◆ Direction A ◆
For the Node.js URL API text, mark each statement (i), (ii) and (iii) as yes or no depending on whether it agrees with the text, and quote the text's deciding words exactly: (i) Penetration testing is described as a simulated cyber-attack carried out by authorized developers. (ii) The issue was discovered only after it had caused harm. (iii) Node.js sits behind most of the company's frontends.
◆ Direction B ◆
Return the lines of the records unchanged, starting with the first line of the records and going on through the line with "846 394 L 917".

Hacking Node.js legacy URL API
How to bypass hostname verification to exploit allowlist functions
Introduction
Security is essential to us in Kiwi.com as it ensures our customers’ safety. We need to be proactive and search for possible security issues that might affect our business and potentially cause a loss of customers’ trust.
Our security engineers ensure the highest possible safety of our services. Their weapon of choice? Penetration testing. It is a simulation of a cyber-attack conducted by authorized developers to discover and penetrate any security vulnerabilities in the system/app/service the team is developing. Other proactive steps include secure code review, dependency scanning, SAST, and asset monitoring.
Sometimes the security issue can be discovered even in a service we use often. Node.js sits behind most of our frontends, interacting with other backends, and recently a very interesting vulnerability was found just within its URL API. Node.js is a very vast project, which unfortunately comes in hand with some of its parts turning into a legacy. If the issue hasn’t been encountered, it would have caused serious security problems. Attackers could have exploited how Node.js processes hostname, making it easy for them to bypass security checks and obtain access to the customer’s accounts. Luckily, our application security team discovered the issue before it could cause us any harm.

◆ Stored rows ◆

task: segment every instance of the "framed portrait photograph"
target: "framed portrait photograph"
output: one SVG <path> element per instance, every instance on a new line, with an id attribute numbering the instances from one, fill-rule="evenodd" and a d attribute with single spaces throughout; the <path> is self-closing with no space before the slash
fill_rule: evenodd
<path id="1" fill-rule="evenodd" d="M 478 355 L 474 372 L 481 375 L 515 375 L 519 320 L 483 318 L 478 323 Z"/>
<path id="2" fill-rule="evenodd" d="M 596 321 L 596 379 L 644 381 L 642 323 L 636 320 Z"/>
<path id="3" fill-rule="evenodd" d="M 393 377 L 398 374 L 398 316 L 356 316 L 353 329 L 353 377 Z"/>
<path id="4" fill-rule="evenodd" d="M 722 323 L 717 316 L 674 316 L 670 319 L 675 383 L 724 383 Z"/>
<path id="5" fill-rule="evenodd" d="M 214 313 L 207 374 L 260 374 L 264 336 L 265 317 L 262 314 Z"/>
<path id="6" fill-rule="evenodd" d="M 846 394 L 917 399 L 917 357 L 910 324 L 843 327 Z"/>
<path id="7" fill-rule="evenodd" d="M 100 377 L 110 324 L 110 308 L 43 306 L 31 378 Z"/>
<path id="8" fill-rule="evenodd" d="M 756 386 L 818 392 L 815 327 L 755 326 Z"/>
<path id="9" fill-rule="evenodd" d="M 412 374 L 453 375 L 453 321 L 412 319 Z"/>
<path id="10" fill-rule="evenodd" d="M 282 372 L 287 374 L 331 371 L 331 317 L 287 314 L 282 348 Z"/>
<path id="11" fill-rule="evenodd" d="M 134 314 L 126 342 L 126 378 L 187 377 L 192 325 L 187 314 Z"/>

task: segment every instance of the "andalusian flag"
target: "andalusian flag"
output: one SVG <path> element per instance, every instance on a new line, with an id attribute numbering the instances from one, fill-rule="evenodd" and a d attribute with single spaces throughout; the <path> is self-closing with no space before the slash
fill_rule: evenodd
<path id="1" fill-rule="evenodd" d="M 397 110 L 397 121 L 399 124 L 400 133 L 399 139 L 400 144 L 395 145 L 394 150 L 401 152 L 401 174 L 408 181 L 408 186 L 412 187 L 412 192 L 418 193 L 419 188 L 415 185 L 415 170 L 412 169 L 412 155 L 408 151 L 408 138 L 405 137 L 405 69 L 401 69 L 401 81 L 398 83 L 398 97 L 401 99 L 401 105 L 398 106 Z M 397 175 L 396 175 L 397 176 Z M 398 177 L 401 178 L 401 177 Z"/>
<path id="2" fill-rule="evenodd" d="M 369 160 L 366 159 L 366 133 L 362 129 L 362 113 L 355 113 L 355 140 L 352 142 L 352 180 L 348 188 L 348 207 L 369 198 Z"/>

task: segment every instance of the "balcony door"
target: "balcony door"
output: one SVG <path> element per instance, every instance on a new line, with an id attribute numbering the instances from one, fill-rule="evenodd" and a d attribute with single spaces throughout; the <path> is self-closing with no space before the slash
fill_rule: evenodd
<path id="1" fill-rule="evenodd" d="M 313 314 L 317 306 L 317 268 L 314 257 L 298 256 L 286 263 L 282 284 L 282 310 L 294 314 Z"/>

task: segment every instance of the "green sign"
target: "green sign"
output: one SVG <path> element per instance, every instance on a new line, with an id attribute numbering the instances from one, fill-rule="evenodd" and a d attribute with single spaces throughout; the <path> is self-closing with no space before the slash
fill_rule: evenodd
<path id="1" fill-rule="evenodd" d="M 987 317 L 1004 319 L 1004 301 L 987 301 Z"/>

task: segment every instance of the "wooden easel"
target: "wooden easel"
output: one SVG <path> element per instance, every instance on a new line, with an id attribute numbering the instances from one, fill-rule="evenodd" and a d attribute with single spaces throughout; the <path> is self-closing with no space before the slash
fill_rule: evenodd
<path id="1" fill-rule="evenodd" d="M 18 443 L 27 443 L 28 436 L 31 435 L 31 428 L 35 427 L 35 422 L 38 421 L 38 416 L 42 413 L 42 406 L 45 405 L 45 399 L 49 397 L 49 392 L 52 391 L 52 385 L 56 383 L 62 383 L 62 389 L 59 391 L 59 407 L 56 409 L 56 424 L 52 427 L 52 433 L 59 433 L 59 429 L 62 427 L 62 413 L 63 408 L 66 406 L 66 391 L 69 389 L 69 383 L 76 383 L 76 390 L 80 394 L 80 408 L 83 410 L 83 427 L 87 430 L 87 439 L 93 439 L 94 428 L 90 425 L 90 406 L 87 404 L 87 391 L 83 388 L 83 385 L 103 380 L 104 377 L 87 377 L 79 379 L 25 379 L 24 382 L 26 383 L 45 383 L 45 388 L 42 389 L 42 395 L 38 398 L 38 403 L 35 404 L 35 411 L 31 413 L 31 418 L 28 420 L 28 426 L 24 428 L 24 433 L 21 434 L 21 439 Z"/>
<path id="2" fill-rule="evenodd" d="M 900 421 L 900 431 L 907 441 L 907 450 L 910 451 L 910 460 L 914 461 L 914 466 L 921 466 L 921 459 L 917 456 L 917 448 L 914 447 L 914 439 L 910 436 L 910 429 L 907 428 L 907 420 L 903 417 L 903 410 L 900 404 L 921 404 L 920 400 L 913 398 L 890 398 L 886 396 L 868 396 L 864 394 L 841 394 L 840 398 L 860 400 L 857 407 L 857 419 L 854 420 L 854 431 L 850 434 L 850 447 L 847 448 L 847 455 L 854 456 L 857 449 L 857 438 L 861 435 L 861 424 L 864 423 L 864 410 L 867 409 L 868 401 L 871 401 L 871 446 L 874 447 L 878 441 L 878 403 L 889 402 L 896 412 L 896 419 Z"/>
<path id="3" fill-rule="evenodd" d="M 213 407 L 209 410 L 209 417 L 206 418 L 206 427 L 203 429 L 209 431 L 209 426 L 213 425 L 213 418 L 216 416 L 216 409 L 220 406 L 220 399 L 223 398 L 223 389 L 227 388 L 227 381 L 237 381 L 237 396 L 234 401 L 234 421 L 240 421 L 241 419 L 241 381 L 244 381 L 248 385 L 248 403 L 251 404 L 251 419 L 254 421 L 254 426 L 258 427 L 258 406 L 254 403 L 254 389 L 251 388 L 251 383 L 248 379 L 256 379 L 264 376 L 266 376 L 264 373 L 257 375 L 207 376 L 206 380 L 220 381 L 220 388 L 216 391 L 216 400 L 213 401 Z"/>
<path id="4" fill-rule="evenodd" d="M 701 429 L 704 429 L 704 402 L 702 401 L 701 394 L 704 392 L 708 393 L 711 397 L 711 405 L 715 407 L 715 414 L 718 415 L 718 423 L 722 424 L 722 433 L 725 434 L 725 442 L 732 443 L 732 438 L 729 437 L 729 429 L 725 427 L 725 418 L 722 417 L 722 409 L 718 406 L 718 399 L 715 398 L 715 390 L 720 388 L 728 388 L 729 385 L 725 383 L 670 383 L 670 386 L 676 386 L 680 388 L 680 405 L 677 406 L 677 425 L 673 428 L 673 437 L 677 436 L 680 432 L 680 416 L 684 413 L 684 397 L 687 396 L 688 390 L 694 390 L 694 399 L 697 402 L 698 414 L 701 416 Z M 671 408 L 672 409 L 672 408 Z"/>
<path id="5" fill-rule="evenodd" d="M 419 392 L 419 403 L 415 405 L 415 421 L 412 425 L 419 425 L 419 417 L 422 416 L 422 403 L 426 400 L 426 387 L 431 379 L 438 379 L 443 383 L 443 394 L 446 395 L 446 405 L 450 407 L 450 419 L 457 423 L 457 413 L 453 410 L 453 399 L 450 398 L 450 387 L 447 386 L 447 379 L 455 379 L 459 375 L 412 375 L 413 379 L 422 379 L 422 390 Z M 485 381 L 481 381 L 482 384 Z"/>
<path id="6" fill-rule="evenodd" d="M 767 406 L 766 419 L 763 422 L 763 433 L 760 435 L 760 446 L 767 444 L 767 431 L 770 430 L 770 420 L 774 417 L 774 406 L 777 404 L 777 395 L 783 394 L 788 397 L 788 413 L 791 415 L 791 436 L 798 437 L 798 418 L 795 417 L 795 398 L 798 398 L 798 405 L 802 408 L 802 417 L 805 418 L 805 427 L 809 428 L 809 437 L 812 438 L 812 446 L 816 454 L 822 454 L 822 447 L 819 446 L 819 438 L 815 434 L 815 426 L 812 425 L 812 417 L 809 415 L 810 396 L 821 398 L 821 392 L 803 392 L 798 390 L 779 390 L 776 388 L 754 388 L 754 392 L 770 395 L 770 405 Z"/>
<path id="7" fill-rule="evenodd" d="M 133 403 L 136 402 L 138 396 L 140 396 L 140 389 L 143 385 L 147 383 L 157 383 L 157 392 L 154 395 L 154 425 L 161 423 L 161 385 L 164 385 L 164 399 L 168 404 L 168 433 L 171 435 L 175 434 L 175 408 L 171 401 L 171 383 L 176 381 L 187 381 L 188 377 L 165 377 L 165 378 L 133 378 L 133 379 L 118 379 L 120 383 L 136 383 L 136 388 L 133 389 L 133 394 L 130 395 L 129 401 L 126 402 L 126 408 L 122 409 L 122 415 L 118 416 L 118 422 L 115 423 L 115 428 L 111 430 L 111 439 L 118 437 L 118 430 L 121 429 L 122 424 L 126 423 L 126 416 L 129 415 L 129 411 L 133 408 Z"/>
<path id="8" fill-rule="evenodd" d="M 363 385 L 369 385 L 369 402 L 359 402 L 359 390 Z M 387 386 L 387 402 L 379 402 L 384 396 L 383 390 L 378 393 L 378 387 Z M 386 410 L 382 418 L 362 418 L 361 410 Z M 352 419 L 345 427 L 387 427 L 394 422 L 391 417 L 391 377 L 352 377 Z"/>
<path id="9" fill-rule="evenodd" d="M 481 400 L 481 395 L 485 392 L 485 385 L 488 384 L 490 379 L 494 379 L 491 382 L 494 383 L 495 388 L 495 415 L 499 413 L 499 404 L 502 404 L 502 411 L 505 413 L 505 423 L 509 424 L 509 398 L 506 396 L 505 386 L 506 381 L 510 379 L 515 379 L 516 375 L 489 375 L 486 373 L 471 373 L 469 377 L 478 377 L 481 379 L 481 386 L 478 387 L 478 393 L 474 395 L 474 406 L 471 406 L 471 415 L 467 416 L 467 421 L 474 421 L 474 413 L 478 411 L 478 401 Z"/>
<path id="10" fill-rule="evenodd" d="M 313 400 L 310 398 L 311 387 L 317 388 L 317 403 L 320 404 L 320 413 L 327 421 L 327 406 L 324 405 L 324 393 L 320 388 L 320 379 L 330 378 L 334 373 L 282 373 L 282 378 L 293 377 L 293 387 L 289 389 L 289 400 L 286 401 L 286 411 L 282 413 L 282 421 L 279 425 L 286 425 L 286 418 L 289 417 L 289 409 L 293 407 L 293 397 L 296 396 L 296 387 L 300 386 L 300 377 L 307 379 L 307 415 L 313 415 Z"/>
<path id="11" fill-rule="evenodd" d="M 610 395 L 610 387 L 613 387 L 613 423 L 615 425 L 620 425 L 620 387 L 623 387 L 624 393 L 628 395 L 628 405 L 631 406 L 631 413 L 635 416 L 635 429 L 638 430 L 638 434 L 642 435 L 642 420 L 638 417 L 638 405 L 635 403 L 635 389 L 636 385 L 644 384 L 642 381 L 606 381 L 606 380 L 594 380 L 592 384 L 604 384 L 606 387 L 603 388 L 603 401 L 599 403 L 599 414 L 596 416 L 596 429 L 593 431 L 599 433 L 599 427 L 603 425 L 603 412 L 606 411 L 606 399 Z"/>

◆ Output A ◆
(i) Yes: "It is a simulation of a cyber-attack conducted by authorized developers"
(ii) No: "Luckily, our application security team discovered the issue before it could cause us any harm."
(iii) Yes: "Node.js sits behind most of our frontends"

◆ Output B ◆
task: segment every instance of the "framed portrait photograph"
target: "framed portrait photograph"
output: one SVG <path> element per instance, every instance on a new line, with an id attribute numbering the instances from one, fill-rule="evenodd" and a d attribute with single spaces throughout; the <path> is self-closing with no space before the slash
fill_rule: evenodd
<path id="1" fill-rule="evenodd" d="M 478 355 L 474 372 L 481 375 L 515 375 L 519 320 L 483 318 L 478 323 Z"/>
<path id="2" fill-rule="evenodd" d="M 596 321 L 596 379 L 644 381 L 642 323 L 636 320 Z"/>
<path id="3" fill-rule="evenodd" d="M 393 377 L 398 374 L 398 316 L 356 316 L 353 329 L 353 377 Z"/>
<path id="4" fill-rule="evenodd" d="M 722 323 L 717 316 L 674 316 L 670 319 L 675 383 L 724 383 Z"/>
<path id="5" fill-rule="evenodd" d="M 214 313 L 207 374 L 260 374 L 264 336 L 265 317 L 262 314 Z"/>
<path id="6" fill-rule="evenodd" d="M 846 394 L 917 399 L 917 357 L 910 324 L 843 327 Z"/>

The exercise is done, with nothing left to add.